Start of Listed records

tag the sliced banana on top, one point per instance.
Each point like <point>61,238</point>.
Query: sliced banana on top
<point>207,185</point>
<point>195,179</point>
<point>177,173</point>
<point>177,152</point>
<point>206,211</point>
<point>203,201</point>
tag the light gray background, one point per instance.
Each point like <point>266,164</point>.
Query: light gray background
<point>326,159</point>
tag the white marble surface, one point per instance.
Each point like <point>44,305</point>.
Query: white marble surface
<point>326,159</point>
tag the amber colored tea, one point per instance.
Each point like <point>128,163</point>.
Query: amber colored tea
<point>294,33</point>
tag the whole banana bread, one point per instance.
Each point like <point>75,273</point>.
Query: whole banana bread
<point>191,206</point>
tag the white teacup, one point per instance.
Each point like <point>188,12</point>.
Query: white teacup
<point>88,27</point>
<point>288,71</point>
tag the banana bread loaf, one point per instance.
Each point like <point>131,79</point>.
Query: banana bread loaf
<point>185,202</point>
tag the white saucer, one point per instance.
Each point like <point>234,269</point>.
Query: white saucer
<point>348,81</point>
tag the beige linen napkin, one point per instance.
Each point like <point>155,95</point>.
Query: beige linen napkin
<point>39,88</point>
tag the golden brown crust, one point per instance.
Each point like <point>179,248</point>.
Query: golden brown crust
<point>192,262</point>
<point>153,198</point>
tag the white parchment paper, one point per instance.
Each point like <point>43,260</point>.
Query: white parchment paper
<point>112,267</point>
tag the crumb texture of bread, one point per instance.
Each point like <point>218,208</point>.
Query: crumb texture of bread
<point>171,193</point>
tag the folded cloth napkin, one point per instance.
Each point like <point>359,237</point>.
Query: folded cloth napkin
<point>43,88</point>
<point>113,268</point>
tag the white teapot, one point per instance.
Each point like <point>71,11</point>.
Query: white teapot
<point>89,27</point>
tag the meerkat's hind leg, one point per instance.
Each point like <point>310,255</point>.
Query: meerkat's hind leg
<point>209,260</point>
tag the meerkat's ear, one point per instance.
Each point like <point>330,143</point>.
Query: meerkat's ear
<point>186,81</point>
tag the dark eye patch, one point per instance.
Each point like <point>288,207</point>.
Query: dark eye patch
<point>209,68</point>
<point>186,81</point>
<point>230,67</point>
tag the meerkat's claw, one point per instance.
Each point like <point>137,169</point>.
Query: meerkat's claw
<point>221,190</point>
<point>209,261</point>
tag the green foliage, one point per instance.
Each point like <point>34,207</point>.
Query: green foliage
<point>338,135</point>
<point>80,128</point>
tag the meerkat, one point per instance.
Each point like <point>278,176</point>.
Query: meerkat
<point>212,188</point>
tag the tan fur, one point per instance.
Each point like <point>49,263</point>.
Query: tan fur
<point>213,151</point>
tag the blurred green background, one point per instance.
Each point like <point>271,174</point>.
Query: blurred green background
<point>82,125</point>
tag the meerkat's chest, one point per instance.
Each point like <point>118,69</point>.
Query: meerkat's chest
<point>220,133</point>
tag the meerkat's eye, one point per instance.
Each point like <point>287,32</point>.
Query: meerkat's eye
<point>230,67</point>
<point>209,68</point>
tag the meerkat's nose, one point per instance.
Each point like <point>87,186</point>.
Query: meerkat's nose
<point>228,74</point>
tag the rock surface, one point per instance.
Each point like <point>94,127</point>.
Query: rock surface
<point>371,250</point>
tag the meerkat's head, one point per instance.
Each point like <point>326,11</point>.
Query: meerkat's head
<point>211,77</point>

End of Listed records
Start of Listed records

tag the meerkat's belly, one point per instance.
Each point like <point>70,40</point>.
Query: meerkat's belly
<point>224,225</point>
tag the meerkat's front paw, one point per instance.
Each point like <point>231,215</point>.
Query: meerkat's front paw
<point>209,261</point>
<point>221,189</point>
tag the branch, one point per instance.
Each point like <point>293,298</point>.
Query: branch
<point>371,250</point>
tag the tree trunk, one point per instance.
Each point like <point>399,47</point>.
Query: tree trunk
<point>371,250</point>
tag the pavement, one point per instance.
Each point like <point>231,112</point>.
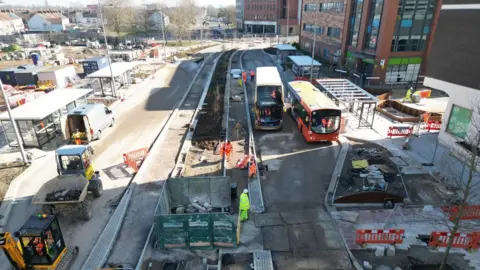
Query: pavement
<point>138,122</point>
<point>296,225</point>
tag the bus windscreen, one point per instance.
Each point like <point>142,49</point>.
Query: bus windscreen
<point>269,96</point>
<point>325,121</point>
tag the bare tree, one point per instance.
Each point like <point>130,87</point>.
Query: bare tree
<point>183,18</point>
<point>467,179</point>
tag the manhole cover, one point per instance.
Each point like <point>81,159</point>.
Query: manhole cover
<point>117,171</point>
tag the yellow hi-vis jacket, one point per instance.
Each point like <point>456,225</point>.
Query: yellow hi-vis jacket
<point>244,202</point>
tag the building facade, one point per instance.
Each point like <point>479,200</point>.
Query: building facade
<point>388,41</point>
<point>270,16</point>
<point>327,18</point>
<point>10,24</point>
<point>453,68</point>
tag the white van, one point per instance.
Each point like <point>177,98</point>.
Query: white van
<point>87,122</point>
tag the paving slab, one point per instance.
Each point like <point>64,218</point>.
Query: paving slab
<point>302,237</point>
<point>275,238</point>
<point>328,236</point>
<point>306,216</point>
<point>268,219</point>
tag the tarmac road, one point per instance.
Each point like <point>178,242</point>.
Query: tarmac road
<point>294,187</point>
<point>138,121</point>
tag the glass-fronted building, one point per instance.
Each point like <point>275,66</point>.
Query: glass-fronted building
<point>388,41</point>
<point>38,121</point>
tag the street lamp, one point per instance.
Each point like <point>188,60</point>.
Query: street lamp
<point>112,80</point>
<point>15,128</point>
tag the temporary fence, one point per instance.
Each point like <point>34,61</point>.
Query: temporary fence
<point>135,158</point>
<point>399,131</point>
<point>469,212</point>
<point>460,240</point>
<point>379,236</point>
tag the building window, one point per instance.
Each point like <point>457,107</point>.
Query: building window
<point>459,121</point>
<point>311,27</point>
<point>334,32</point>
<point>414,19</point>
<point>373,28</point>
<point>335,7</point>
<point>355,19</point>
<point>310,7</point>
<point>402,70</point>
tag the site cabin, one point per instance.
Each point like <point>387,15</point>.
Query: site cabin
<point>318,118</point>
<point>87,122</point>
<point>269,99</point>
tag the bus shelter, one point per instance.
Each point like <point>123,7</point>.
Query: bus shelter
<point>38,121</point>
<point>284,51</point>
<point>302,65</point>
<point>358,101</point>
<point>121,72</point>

End of Listed records

Task objective:
Among the lines above, repeat exactly those from the line with "Each point like <point>359,237</point>." to the line with "Each point like <point>310,255</point>.", counting both ends.

Task result:
Each point like <point>359,237</point>.
Query: folded cloth napkin
<point>43,88</point>
<point>113,268</point>
tag the white teapot, one point per instance.
Each point like <point>71,11</point>.
Query: white teapot
<point>89,27</point>
tag the meerkat's hind leg, one point per instance.
Each point like <point>310,255</point>.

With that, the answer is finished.